◆ Given exercise
Only the pictures are left out: repeat the rest of the entries exactly.
------ Information provided ------
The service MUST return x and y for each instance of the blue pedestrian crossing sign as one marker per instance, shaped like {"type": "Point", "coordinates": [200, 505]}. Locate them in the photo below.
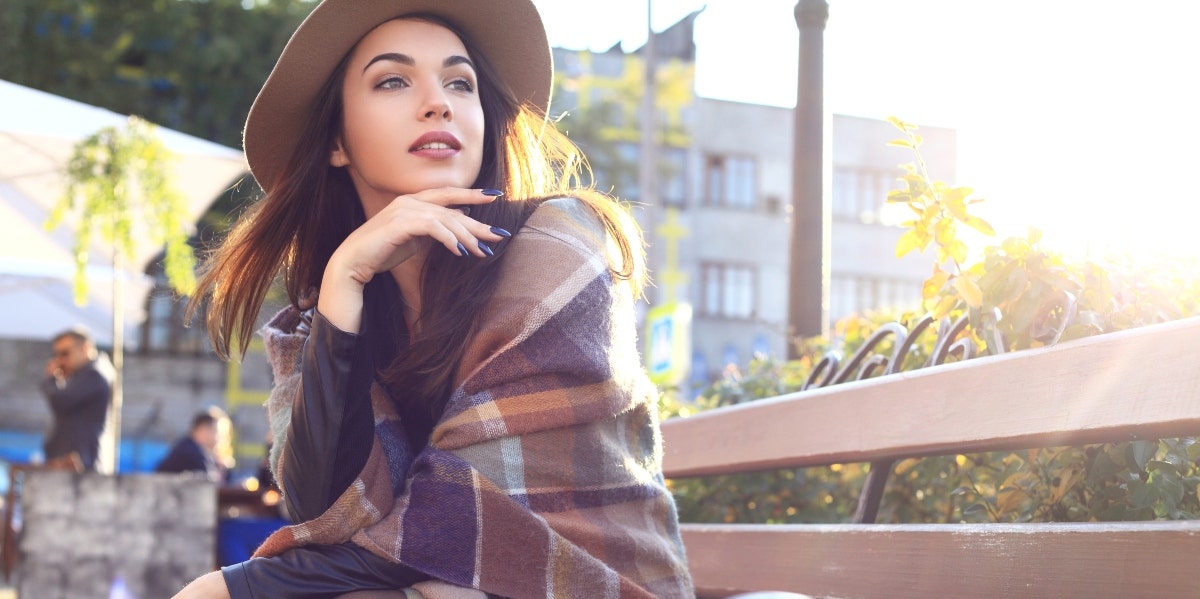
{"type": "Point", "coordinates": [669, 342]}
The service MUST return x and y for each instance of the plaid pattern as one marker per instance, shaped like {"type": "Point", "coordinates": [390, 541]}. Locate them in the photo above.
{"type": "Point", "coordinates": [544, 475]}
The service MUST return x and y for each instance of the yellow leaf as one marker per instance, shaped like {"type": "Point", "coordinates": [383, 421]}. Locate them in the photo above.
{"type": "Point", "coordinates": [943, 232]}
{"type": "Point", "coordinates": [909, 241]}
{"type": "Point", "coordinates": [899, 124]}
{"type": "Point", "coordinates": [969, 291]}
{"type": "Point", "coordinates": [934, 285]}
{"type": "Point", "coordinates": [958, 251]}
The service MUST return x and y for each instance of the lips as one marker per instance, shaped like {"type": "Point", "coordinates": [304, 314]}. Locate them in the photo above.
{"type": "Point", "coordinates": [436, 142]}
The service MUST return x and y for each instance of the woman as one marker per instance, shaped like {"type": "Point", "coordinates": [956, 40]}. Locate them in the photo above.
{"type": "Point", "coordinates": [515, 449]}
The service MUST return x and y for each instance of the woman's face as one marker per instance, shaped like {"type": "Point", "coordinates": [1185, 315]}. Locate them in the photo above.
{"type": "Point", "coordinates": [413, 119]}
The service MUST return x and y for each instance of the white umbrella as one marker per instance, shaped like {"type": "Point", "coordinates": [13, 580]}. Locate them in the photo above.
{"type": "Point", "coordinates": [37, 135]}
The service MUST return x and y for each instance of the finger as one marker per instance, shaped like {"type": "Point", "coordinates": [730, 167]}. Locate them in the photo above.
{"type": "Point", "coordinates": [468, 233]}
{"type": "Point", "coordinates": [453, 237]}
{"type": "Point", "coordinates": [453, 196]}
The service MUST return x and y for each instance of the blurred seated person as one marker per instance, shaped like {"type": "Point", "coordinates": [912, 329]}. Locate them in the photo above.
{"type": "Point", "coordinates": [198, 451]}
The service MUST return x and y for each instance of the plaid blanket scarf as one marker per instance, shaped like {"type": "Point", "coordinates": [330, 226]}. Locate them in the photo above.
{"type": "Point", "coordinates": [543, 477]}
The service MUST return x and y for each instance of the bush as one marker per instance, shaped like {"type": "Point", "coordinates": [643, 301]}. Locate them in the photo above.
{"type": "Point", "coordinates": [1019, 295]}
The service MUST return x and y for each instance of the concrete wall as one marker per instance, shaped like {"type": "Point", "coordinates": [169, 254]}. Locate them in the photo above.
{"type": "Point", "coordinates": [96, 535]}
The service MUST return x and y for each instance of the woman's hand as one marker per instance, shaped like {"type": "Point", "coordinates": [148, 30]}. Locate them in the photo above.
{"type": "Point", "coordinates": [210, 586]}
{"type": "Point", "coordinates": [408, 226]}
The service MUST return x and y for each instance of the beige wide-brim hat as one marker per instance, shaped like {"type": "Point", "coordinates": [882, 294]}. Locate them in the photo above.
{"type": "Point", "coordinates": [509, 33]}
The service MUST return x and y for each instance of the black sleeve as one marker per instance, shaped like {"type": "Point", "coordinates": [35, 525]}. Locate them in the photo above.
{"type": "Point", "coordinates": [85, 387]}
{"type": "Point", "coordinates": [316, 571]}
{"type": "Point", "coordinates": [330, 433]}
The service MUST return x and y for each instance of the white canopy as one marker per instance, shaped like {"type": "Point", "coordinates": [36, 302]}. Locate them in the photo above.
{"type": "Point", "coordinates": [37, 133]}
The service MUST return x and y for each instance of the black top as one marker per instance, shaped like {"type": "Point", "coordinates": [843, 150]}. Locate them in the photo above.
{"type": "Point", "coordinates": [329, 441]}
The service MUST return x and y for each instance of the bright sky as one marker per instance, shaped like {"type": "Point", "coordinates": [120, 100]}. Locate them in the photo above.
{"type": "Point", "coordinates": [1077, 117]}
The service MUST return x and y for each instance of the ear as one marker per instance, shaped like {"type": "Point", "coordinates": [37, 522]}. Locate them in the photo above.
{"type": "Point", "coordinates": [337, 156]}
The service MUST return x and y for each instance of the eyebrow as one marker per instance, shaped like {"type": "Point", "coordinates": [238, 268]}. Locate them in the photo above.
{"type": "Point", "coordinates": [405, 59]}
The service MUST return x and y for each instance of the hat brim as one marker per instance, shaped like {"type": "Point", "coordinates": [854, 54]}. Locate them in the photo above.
------
◆ Solved problem
The service MUST return x and y for each instance of the blue pedestrian crossing sign as one marker per instance, shaped like {"type": "Point", "coordinates": [200, 505]}. Locate them in the photo below.
{"type": "Point", "coordinates": [669, 342]}
The service MUST return x and y for each instance of the plaid pattern as one marker per instance, shaped like {"type": "Point", "coordinates": [390, 541]}. Locate them in the photo above.
{"type": "Point", "coordinates": [544, 475]}
The service MUST return x and y for each instance of the yellow leaf as one marker per instance, shaped like {"type": "Point", "coordinates": [383, 421]}. Locate them in the photo above.
{"type": "Point", "coordinates": [943, 232]}
{"type": "Point", "coordinates": [909, 241]}
{"type": "Point", "coordinates": [899, 124]}
{"type": "Point", "coordinates": [969, 291]}
{"type": "Point", "coordinates": [934, 285]}
{"type": "Point", "coordinates": [958, 251]}
The service MUST return x and y for each instance of the lips as one marker per instance, shaped like {"type": "Point", "coordinates": [304, 314]}. Locate them in the photo above.
{"type": "Point", "coordinates": [436, 142]}
The service MUST return x and y for each instance of the woman as one marker per instance, shaped like {"type": "Point", "coordinates": [956, 40]}. Locate them in the photo above.
{"type": "Point", "coordinates": [515, 449]}
The service MUST return x and y for each instance of the woman's face as one marker per instance, shaped like {"type": "Point", "coordinates": [1185, 315]}. Locate them in the photo above.
{"type": "Point", "coordinates": [413, 119]}
The service MUST return x and y for each instance of the white umbrella as one marker per instance, shaped like {"type": "Point", "coordinates": [13, 580]}. Locate them in the photo above.
{"type": "Point", "coordinates": [37, 135]}
The service MUST return x and y for each instance of the finger as one marker per instance, shaped like {"type": "Point", "coordinates": [730, 167]}. Locate them in the photo above.
{"type": "Point", "coordinates": [468, 233]}
{"type": "Point", "coordinates": [453, 237]}
{"type": "Point", "coordinates": [453, 196]}
The service MUST return x and y for each instance of the blurred seated person as one marker per instance, shaped like {"type": "Point", "coordinates": [912, 329]}. Locate them in the photo above.
{"type": "Point", "coordinates": [198, 451]}
The service MUST return x and y for each instance of the plaid blanket scarf as one marker per instance, shaped like {"type": "Point", "coordinates": [330, 226]}. Locate them in the photo above.
{"type": "Point", "coordinates": [543, 477]}
The service MUST return x and y for each instance of the bush as one marker per instance, shaped like {"type": "Point", "coordinates": [643, 301]}. Locate them in the photo above.
{"type": "Point", "coordinates": [1019, 295]}
The service MUST return x and y for each instance of the concrete wall as one marker per instance, shaped like {"type": "Point", "coordinates": [169, 254]}. Locate them in the photo above.
{"type": "Point", "coordinates": [96, 535]}
The service MUST return x and y for each instance of the woman's hand as one marker per instance, shaped like {"type": "Point", "coordinates": [148, 30]}. Locate them in the photo above.
{"type": "Point", "coordinates": [210, 586]}
{"type": "Point", "coordinates": [408, 226]}
The service MUST return x and y for each instance of the beige wide-brim hat as one marker per instance, shaped like {"type": "Point", "coordinates": [882, 294]}. Locate them in the photo above.
{"type": "Point", "coordinates": [509, 33]}
The service MUST return x and y for each instance of the black sleeve as one marker per instance, shaped like {"type": "Point", "coordinates": [35, 525]}. Locate them in the photo above.
{"type": "Point", "coordinates": [85, 387]}
{"type": "Point", "coordinates": [316, 571]}
{"type": "Point", "coordinates": [330, 433]}
The service MUST return x and y for each instance of the white canopy as one marker per instance, shaped like {"type": "Point", "coordinates": [36, 302]}. Locate them in the photo above.
{"type": "Point", "coordinates": [37, 133]}
The service MUST return x and y for each instance of the black top as one marker per instance, shaped like {"type": "Point", "coordinates": [843, 150]}. Locate them in the photo above.
{"type": "Point", "coordinates": [329, 441]}
The service MUST return x and y for each instance of the bright sky as one marker per instance, shaped like {"type": "Point", "coordinates": [120, 100]}. Locate them in the photo above.
{"type": "Point", "coordinates": [1077, 117]}
The service MUST return x and y for each instance of the ear as one marker per instance, shaped like {"type": "Point", "coordinates": [37, 522]}. Locate them in the photo above.
{"type": "Point", "coordinates": [337, 156]}
The service MUST return x and y for each instance of the eyebrow as one marker per instance, shaped like {"type": "Point", "coordinates": [238, 268]}. Locate them in the photo above.
{"type": "Point", "coordinates": [405, 59]}
The service MUST return x and y for each instance of the hat brim as one marker per instance, shaped like {"type": "Point", "coordinates": [854, 54]}. Locate them in the photo above.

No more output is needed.